» Task goal
The expected answer is the set of lines in the data below between the line holding "Target: blue jeans" and the line holding "of the woman", inclusive, written out exactly.

» Material for the task
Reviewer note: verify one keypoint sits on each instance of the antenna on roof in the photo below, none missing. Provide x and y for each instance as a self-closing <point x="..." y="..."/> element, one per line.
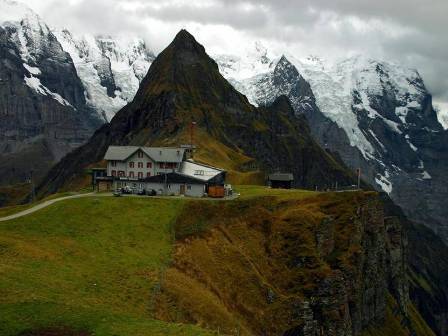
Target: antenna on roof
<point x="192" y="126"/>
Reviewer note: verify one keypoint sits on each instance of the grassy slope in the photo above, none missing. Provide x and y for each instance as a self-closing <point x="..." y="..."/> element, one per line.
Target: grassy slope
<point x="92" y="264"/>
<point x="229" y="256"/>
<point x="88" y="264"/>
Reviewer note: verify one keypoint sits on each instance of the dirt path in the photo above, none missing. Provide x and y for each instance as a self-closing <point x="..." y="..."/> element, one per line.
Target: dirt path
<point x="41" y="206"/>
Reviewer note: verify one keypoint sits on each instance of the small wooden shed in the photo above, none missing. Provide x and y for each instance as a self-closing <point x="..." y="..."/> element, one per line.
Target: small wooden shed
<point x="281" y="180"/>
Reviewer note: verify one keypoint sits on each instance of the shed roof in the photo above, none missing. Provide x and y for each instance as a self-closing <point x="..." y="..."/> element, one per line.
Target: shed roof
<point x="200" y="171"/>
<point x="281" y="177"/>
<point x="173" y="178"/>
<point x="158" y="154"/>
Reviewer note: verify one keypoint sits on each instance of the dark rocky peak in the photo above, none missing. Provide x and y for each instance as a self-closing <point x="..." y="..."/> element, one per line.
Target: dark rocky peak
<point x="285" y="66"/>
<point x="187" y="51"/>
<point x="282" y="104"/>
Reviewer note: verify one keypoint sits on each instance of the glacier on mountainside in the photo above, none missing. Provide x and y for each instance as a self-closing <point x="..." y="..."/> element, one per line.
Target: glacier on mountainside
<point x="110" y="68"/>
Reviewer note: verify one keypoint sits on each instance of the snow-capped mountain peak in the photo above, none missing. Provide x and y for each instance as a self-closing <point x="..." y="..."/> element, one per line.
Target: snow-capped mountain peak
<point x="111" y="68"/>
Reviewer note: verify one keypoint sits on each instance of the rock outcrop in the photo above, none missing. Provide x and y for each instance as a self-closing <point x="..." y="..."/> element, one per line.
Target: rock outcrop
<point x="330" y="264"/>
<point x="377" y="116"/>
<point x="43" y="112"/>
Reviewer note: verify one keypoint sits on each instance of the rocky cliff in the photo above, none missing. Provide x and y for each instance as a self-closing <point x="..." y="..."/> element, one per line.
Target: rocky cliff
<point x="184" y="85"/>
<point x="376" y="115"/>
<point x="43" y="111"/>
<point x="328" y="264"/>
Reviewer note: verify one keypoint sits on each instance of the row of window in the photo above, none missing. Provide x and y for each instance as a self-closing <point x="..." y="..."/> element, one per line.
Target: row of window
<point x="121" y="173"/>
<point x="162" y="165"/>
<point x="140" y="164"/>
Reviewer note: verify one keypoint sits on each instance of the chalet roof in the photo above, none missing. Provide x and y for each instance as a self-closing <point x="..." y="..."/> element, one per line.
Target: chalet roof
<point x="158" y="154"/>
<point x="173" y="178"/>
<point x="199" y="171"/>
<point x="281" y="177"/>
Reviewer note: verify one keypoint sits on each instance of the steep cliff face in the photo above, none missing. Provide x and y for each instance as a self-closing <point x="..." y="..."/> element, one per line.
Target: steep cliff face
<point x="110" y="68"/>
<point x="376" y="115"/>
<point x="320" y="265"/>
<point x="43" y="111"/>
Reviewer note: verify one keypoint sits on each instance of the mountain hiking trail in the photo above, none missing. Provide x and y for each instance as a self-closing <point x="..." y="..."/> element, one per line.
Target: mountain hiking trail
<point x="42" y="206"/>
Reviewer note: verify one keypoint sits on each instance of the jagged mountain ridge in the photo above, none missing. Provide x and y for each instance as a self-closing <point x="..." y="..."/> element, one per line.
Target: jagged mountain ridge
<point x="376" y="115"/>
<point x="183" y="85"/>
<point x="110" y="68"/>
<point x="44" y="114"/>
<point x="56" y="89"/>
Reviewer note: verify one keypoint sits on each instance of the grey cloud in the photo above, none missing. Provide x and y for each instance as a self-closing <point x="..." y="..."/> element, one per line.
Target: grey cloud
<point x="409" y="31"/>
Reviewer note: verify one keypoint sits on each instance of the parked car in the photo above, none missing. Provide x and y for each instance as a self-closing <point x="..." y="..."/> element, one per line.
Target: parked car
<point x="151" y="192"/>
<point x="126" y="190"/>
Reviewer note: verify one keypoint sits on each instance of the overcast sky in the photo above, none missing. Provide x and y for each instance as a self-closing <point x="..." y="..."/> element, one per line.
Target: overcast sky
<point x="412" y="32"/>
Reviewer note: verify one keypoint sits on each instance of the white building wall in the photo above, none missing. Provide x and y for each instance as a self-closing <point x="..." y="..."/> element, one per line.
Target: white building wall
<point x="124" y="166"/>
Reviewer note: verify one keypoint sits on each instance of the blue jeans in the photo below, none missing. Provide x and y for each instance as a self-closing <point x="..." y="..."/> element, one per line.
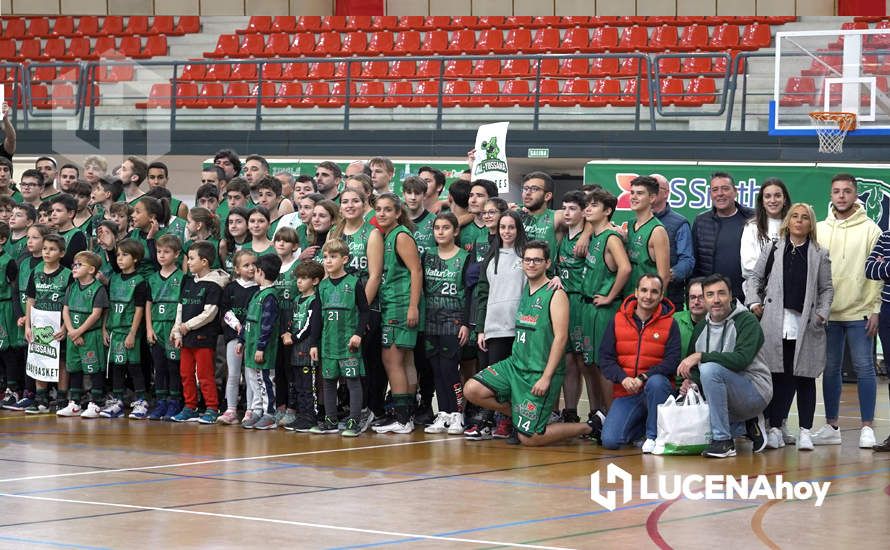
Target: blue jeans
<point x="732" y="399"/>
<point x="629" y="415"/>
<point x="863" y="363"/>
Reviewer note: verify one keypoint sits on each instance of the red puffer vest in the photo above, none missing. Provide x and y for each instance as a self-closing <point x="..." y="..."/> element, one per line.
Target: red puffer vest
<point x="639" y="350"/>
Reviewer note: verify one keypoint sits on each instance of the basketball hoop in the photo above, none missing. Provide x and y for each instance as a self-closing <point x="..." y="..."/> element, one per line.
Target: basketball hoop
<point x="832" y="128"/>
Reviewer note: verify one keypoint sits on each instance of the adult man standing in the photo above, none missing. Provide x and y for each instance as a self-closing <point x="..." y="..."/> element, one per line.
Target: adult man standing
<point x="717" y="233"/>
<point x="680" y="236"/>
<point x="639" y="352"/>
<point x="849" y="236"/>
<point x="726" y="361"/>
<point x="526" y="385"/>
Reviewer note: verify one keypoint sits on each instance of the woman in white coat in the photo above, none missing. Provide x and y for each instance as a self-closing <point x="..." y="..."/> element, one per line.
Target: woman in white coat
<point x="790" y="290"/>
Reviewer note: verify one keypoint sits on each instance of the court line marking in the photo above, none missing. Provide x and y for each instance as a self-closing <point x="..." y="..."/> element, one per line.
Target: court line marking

» Response to this exercise
Target: blue jeans
<point x="732" y="399"/>
<point x="629" y="415"/>
<point x="863" y="363"/>
Reviewer note: verify one keypoint sits on each instance of the red puffer vest in the photo above, none missing. Provide x and y for each instance as a self-closing <point x="..." y="..."/> element, one per line.
Target: red puffer vest
<point x="639" y="350"/>
Reviewer note: verify one keypoint sits on each instance of the basketball hoop in the photo above, none missing. Provide x and y for each instance as a self-closing <point x="..." y="..."/> element, one per line.
Target: basketball hoop
<point x="832" y="128"/>
Reviewer note: verify one keypoint sits on each instance of the adult man standing in the photo above, none missing. Provide x and y for each instance as a self-closing <point x="..." y="..."/> element, one per line.
Target: adult man standing
<point x="717" y="233"/>
<point x="680" y="236"/>
<point x="639" y="352"/>
<point x="849" y="236"/>
<point x="726" y="361"/>
<point x="526" y="385"/>
Reviewer note: verify one keypoint sits on each instance of the woman in white coat in the photo above, none missing. Provide x and y for each instance as a self-closing <point x="..." y="..."/> element, one per line.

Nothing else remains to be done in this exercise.